#### [Problem to work on]
In the items below, copy word for word the part that opens with the line containing "Task: If you could identify the koala ear" and closes with the line containing "point(261, 159)", both lines included.
┄┄┄┄┄┄┄┄┄┄┄┄┄┄┄┄┄┄┄┄
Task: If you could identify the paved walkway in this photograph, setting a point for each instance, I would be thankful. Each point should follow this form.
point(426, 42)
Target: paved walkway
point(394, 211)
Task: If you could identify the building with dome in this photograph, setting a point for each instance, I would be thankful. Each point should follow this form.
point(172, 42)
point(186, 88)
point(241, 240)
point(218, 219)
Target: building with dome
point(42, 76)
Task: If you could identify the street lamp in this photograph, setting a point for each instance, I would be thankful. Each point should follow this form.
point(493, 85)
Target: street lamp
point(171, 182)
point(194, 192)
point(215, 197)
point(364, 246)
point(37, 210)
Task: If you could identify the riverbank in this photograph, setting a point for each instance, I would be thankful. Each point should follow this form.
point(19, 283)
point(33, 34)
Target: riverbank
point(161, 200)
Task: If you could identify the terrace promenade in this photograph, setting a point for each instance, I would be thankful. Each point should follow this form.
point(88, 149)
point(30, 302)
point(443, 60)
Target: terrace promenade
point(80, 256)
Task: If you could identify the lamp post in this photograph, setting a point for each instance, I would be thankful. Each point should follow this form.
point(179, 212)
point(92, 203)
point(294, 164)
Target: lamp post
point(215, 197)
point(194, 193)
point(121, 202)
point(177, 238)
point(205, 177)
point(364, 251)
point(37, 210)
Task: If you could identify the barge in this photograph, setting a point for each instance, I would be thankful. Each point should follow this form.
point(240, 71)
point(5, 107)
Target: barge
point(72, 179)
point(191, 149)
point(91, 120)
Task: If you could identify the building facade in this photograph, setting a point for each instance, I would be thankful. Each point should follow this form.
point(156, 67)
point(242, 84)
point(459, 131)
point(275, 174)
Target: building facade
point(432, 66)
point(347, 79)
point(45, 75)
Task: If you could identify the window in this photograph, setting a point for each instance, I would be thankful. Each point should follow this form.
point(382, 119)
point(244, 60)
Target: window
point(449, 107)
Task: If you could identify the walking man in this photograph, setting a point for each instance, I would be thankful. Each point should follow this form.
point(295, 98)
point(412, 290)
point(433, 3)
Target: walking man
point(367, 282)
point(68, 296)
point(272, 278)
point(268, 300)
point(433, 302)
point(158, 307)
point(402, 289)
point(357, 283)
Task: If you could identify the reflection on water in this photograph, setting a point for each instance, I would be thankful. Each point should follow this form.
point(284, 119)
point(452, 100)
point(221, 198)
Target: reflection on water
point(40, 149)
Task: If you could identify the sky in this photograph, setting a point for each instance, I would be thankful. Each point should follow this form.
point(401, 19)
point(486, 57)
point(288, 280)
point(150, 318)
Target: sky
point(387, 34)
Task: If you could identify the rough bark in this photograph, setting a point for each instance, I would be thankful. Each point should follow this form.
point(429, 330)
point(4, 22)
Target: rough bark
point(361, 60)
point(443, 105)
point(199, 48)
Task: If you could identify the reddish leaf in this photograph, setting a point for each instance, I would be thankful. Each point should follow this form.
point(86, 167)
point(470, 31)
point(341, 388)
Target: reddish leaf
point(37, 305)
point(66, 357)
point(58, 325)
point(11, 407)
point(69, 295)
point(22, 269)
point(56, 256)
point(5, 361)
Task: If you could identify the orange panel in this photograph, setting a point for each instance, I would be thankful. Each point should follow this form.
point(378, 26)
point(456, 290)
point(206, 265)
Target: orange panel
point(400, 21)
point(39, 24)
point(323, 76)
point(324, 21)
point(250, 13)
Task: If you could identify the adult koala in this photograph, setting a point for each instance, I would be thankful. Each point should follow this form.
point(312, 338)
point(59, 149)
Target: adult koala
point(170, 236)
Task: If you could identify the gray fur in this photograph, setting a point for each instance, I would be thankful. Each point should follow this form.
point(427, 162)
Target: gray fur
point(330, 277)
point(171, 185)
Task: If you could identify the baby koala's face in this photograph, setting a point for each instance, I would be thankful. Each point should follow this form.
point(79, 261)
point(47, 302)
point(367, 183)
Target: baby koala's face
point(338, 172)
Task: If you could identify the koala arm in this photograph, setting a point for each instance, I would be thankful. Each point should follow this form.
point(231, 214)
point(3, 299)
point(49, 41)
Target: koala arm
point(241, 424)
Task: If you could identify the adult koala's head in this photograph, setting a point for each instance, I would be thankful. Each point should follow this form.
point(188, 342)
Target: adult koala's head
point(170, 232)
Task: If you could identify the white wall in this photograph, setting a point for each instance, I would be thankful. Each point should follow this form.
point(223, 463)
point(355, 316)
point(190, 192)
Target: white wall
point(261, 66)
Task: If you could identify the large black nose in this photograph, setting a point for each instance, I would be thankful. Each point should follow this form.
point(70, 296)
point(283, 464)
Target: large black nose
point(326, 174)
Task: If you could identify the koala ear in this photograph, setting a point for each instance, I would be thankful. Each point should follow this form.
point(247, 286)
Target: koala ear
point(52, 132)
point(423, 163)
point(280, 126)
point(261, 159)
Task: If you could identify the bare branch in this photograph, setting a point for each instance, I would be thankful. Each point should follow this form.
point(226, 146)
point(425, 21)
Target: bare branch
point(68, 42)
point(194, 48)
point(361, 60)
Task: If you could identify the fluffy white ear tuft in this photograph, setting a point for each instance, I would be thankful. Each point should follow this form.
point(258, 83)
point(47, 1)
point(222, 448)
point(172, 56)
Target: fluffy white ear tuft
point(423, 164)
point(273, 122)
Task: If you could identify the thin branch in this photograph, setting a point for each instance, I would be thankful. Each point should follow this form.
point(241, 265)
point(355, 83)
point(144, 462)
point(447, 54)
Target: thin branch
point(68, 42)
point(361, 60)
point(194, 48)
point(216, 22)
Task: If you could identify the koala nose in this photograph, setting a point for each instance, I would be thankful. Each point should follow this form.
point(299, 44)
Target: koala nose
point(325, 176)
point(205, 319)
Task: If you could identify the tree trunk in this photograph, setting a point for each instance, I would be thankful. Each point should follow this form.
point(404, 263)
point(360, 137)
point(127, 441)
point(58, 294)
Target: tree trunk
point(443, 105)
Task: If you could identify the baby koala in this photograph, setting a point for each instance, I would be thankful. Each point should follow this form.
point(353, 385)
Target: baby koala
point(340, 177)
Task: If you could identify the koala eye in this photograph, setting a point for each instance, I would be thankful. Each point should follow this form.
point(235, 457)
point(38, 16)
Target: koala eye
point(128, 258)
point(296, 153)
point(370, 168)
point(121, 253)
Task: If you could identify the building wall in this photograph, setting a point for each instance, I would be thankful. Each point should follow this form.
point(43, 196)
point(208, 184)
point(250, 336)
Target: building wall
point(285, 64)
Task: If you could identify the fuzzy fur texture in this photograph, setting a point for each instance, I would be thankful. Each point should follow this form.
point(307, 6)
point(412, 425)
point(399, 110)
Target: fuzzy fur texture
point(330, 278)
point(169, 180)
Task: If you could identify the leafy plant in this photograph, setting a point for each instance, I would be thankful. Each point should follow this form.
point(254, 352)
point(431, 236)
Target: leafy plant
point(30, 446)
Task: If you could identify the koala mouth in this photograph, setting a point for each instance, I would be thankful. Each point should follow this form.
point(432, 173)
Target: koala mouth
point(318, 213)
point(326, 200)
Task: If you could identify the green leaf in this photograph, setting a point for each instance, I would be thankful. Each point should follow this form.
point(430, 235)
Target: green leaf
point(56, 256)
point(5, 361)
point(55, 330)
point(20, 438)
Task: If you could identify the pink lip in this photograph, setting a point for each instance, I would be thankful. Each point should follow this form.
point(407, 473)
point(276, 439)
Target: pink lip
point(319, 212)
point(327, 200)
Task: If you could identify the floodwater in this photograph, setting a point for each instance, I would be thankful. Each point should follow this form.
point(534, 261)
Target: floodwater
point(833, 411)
┄┄┄┄┄┄┄┄┄┄┄┄┄┄┄┄┄┄┄┄
#### [Solution to this problem]
Task: If you could identify the koala ear in this photograph, setting a point for each instance, I would be thankful. Each point should follow this form.
point(247, 286)
Target: koala ear
point(52, 132)
point(423, 163)
point(280, 126)
point(261, 159)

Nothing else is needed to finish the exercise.